TEXT UNDER STUDY.
══════════

# Calling all bed sharers



## RuthMill (Jun 30, 2012)

Okay so I am undecided about the bed sharing thing. Nina is moving in on us and I'm not resisting. She generally sleeps very well anytime she's had a sleepover. I'm finding it harder and harder to tell her no. It's all she wants. 

Lola has no interest, she takes herself to bed after 7pm every night and is happy in her own room.

What to do? I can't help thinking that the bed should be kept dog free. Not because I don't want her there but just because I don't want her ruined (also private time )


----------



## Lindor (Feb 3, 2014)

Too late. I don't think she is moving in, she's already moved!


----------



## RuthMill (Jun 30, 2012)

Lindor said:


> Too late. I don't think she is moving in, she's already moved!


Yes I fear you may be correct!


----------



## fairlie (Sep 7, 2013)

══════════

EXCERPTED DATA.
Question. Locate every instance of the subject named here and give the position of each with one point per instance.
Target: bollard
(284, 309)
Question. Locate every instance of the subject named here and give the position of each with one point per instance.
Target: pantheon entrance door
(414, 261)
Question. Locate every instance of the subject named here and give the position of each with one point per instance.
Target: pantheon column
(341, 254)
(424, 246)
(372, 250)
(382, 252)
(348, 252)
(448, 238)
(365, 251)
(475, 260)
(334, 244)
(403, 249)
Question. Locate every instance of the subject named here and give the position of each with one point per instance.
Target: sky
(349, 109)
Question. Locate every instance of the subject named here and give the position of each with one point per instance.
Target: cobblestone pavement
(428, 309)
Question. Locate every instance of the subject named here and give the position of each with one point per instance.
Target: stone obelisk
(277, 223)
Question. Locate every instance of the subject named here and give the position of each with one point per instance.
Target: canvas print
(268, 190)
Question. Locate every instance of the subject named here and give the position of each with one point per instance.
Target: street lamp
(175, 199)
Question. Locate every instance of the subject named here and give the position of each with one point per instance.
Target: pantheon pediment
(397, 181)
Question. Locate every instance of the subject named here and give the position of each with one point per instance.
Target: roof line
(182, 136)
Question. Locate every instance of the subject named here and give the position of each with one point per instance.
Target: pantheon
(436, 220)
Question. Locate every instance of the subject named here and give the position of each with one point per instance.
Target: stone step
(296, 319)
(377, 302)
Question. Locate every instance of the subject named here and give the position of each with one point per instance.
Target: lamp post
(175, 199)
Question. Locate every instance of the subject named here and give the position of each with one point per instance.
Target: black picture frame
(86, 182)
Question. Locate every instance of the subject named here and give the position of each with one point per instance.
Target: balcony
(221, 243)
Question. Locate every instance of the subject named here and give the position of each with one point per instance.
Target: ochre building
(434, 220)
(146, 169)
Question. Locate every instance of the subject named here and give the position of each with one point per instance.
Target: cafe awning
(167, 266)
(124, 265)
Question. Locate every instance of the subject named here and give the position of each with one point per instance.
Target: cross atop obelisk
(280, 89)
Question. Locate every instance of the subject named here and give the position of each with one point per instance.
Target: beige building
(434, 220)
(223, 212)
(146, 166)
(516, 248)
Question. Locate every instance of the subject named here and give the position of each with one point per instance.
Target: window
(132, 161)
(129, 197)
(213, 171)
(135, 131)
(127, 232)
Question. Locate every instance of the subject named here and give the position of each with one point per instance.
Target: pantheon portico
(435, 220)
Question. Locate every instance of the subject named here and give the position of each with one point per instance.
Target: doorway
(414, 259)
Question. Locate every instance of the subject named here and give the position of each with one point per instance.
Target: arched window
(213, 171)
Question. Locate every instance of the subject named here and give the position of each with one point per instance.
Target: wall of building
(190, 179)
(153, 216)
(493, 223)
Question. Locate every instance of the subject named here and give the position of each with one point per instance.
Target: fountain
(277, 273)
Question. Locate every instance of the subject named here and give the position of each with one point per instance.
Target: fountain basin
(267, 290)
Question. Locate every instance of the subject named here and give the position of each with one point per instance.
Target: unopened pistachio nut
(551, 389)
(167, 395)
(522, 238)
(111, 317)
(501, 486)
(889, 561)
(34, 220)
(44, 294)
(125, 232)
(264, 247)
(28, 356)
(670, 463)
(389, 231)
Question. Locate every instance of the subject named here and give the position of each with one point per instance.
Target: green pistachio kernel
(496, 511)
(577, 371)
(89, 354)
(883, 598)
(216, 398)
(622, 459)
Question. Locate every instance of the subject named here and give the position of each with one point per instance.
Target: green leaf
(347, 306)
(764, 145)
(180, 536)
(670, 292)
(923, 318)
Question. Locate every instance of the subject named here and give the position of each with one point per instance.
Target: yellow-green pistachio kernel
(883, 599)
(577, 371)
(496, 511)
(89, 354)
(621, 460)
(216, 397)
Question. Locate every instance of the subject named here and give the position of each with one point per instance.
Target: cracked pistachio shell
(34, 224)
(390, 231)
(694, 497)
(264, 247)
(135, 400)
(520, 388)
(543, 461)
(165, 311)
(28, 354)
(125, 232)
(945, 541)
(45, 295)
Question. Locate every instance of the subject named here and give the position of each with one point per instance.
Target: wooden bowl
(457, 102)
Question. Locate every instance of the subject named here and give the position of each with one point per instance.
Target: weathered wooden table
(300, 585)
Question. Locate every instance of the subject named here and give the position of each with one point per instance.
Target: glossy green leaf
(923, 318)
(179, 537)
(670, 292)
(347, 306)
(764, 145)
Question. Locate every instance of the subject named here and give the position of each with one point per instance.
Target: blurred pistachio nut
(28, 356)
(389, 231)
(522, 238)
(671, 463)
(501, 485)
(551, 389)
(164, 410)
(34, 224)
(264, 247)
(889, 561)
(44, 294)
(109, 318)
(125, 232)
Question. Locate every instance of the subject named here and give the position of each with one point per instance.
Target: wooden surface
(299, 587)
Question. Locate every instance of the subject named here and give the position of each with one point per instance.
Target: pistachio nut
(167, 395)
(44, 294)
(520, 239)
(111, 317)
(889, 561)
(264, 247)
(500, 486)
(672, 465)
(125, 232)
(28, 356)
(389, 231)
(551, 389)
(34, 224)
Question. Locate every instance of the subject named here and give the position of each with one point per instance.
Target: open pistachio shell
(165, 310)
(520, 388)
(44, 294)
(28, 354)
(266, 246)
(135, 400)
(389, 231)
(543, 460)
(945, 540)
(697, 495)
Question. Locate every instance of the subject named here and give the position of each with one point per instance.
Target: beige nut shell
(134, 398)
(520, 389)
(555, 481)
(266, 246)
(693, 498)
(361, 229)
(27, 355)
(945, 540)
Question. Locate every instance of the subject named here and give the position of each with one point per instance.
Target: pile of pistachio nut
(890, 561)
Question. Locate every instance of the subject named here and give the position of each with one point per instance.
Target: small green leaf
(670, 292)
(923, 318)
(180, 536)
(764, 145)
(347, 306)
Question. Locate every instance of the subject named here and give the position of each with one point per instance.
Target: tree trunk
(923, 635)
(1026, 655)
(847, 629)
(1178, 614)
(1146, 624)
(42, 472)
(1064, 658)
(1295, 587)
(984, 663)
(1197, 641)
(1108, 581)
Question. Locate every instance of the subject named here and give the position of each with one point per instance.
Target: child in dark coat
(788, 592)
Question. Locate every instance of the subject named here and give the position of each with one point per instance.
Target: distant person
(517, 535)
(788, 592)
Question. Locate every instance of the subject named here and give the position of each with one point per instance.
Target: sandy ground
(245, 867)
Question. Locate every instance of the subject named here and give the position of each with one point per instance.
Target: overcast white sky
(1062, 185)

══════════

WORK INSTRUCTION 1.
Answer these about the bed-sharing thread:
(a) After what time does Lola take herself to bed each night?
(b) According to Lindor, what has Nina already done?
(c) What reason does RuthMill give in parentheses for keeping the bed dog-free?
WORK INSTRUCTION 2. Go on with the bed-sharing thread from the point where it stops.
The listing plays no part in what you are asked to do here.

ANSWER 1.
(a) After 7pm.
(b) She has already moved in.
(c) Private time.

ANSWER 2.
She will not be "ruined". She'll be happier and you'll all sleep fine. This reminds me of the raging controversy of letting your children in bed family bed style. It is definitely not for everyone and intimacy can never really be totally spontaneous again. But there are ways around that. On the other hand human babies want their own beds around age four or five, puppies not so much.


----------



## Cat 53 (Aug 26, 2012)

She won't be ruined if she sleeps on your bed.....and shut her out when it's private time. Emma slept with us as a puppy but as she got bigger she opted for her box and ended up downstairs in the kitchen. She was more than happy, so maybe Nina, too, will rediscover her independence later on.


----------



## RuthMill (Jun 30, 2012)

fairlie said:


> She will not be "ruined". She'll be happier and you'll all sleep fine. This reminds me of the raging controversy of letting your children in bed family bed style. It is definitely not for everyone and intimacy can never really be totally spontaneous again. But there are ways around that. On the other hand human babies want their own beds around age four or five, puppies not so much.


She's such a pet. She's so cute about it. She prefers sleeping with us than with Lola but I think Lola just likes her own sleep space and Nina knows this. 

What happens then if we go away on hols and she has to sleep on her own?


----------



## fairlie (Sep 7, 2013)

Rufus gets in with his Granny when that happens. Will your mum let her in?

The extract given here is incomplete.